--- Problem to work on ---
Format the lines below as a JSON array of strings, with one string per line and any blank lines omitted.

** START Entries supplied **

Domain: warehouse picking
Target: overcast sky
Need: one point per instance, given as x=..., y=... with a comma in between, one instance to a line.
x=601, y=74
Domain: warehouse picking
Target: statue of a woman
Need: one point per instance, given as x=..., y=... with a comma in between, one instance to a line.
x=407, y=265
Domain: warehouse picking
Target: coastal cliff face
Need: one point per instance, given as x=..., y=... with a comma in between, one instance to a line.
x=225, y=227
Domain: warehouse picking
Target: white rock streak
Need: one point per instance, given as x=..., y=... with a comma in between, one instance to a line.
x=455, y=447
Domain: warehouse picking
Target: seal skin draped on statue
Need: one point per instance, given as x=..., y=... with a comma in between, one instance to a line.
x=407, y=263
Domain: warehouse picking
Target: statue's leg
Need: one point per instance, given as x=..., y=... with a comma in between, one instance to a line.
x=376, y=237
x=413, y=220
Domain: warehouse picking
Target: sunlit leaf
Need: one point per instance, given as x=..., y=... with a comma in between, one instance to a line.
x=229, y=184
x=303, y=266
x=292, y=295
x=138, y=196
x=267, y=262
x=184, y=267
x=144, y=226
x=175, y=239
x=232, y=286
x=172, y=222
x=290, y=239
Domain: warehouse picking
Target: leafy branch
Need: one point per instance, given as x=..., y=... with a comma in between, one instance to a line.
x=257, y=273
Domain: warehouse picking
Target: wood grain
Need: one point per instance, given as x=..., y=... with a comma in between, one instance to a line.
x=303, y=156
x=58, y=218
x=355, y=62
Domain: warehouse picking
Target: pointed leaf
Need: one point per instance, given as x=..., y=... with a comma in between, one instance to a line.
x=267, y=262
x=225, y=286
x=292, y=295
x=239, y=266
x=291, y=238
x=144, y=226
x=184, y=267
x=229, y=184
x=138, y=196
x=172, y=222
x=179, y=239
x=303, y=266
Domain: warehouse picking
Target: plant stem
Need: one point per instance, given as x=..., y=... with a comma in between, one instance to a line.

** END Entries supplied **

--- Answer to this task ---
[
  "Domain: warehouse picking",
  "Target: overcast sky",
  "Need: one point per instance, given as x=..., y=... with a comma in between, one instance to a line.",
  "x=601, y=74",
  "Domain: warehouse picking",
  "Target: statue of a woman",
  "Need: one point per instance, given as x=..., y=... with a comma in between, one instance to a line.",
  "x=407, y=265",
  "Domain: warehouse picking",
  "Target: coastal cliff face",
  "Need: one point per instance, given as x=..., y=... with a comma in between, one instance to a line.",
  "x=225, y=227",
  "Domain: warehouse picking",
  "Target: white rock streak",
  "Need: one point per instance, given as x=..., y=... with a comma in between, one instance to a line.",
  "x=455, y=447",
  "Domain: warehouse picking",
  "Target: seal skin draped on statue",
  "Need: one point per instance, given as x=..., y=... with a comma in between, one instance to a line.",
  "x=407, y=263",
  "Domain: warehouse picking",
  "Target: statue's leg",
  "Need: one point per instance, given as x=..., y=... with a comma in between, one instance to a line.",
  "x=376, y=237",
  "x=413, y=220",
  "Domain: warehouse picking",
  "Target: sunlit leaf",
  "Need: one point per instance, given as x=..., y=... with a comma in between, one instance to a line.",
  "x=229, y=184",
  "x=303, y=266",
  "x=292, y=295",
  "x=138, y=196",
  "x=267, y=262",
  "x=184, y=267",
  "x=144, y=226",
  "x=175, y=239",
  "x=232, y=286",
  "x=172, y=222",
  "x=290, y=239",
  "Domain: warehouse picking",
  "Target: leafy branch",
  "Need: one point per instance, given as x=..., y=... with a comma in between, one instance to a line.",
  "x=257, y=273",
  "Domain: warehouse picking",
  "Target: wood grain",
  "Need: one point per instance, given as x=..., y=... with a comma in between, one instance to a line.",
  "x=303, y=156",
  "x=58, y=218",
  "x=355, y=62",
  "Domain: warehouse picking",
  "Target: pointed leaf",
  "Need: one point per instance, given as x=..., y=... with a comma in between, one instance to a line.",
  "x=267, y=262",
  "x=225, y=286",
  "x=292, y=295",
  "x=239, y=266",
  "x=291, y=238",
  "x=144, y=226",
  "x=184, y=267",
  "x=229, y=184",
  "x=138, y=196",
  "x=172, y=222",
  "x=179, y=239",
  "x=303, y=266",
  "Domain: warehouse picking",
  "Target: plant stem",
  "Need: one point per instance, given as x=..., y=... with a comma in between, one instance to a line."
]